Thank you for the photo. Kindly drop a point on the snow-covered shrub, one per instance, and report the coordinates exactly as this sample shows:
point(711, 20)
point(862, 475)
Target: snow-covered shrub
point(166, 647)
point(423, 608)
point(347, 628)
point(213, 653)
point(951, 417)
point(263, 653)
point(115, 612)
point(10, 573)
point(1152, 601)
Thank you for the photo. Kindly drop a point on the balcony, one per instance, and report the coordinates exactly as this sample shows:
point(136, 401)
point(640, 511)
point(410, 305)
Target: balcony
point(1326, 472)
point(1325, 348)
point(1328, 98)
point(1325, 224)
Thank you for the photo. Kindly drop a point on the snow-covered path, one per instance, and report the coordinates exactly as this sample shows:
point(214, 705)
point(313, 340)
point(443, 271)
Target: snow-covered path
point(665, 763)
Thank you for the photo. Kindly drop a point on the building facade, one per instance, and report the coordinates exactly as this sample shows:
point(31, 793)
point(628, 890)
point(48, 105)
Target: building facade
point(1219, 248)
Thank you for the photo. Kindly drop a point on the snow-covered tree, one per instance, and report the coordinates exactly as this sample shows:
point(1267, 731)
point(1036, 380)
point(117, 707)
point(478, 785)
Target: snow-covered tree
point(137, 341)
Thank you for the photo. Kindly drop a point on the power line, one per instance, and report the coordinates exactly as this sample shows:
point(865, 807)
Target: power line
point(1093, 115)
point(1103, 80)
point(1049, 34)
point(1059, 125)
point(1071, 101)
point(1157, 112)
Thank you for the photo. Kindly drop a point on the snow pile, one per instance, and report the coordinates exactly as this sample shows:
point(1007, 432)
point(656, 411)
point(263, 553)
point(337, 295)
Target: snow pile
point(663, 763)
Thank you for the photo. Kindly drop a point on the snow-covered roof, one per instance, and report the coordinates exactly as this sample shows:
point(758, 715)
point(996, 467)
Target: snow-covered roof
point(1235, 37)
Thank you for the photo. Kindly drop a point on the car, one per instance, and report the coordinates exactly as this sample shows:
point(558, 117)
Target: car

= = = = =

THE PROBLEM = Copy out the material word for word, starting with the line that contains "the car, one" and continuing through the last line of the material.

SOLUTION TO THE EXERCISE =
Thank you for the photo. Kindly drop a point on the car, one per instance, and report the coordinates exactly as this sample shows:
point(558, 117)
Target: car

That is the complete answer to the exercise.